▸ Task item
Begin with the line containing "Exercise. For every instance of the lower" and reproduce it and all later lines exactly, through the last line of the records. Add nothing else.

▸ Data entries

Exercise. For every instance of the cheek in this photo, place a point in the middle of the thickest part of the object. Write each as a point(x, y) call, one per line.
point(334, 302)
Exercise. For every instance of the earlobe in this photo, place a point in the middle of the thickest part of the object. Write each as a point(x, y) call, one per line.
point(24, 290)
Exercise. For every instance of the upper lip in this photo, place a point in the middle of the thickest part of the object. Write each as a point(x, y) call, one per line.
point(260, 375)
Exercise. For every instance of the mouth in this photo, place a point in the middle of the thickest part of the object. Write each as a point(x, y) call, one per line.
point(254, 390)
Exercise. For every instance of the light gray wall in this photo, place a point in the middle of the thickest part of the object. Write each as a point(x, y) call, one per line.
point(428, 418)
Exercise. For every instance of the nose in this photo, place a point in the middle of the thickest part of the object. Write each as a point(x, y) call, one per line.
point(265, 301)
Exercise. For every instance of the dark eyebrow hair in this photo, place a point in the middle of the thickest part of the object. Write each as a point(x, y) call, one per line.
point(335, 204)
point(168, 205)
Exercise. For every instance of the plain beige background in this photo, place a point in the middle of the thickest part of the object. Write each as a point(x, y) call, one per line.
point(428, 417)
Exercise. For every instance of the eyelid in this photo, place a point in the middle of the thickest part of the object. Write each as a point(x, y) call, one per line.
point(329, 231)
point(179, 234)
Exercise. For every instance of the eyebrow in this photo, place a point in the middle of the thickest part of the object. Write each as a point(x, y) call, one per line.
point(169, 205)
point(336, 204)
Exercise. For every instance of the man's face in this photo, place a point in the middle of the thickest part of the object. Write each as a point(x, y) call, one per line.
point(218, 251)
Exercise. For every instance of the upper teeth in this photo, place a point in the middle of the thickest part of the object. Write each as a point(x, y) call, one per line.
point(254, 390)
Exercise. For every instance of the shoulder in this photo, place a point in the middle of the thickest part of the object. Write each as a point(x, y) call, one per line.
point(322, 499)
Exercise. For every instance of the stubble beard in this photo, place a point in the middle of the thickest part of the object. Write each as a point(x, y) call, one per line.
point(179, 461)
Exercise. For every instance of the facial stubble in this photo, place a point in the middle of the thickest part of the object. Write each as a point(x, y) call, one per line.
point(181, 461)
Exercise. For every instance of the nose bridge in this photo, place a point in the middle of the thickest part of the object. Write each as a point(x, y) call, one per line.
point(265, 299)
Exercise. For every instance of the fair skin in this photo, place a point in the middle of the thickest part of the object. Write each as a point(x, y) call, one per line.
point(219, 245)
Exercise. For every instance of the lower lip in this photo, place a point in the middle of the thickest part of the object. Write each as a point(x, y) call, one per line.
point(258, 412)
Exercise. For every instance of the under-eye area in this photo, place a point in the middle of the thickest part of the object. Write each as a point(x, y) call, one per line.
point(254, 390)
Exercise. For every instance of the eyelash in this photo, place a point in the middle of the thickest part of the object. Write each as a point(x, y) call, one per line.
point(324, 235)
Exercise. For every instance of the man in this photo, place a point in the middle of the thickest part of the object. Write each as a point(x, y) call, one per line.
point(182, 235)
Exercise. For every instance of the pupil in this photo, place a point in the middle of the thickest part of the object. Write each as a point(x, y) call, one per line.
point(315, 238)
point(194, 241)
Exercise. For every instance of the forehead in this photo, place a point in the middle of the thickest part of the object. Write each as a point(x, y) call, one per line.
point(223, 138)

▸ Answer to this problem
Exercise. For every instance of the lower lip in this photo, place a point in the middle of the thickest part of the object. Write each as a point(x, y) call, one per line.
point(258, 412)
Exercise. For every instance of the under-eye area in this photo, place a point in the middle of the thickest part of the object. Write each as a point(x, y) call, one per line.
point(254, 390)
Exercise. For every instance of the eyelash in this photo, place a point in the middle of the thickest part of the object. Write each as a point(x, y) call, one per line.
point(324, 235)
Exercise. For every instance of the man in this photo, place a point in the middle of the thickest part of the object. Write each as a point(x, y) call, one per line.
point(182, 235)
Exercise. For every instance of the pupil in this photo, place a point in the middle of the thickest part of the object. Write each as a point(x, y) call, one per line.
point(315, 238)
point(194, 241)
Exercise. For every instance of the forehead in this photo, place a point in the middle of the thickest part of the object. Write each as a point(x, y) call, one per line.
point(223, 138)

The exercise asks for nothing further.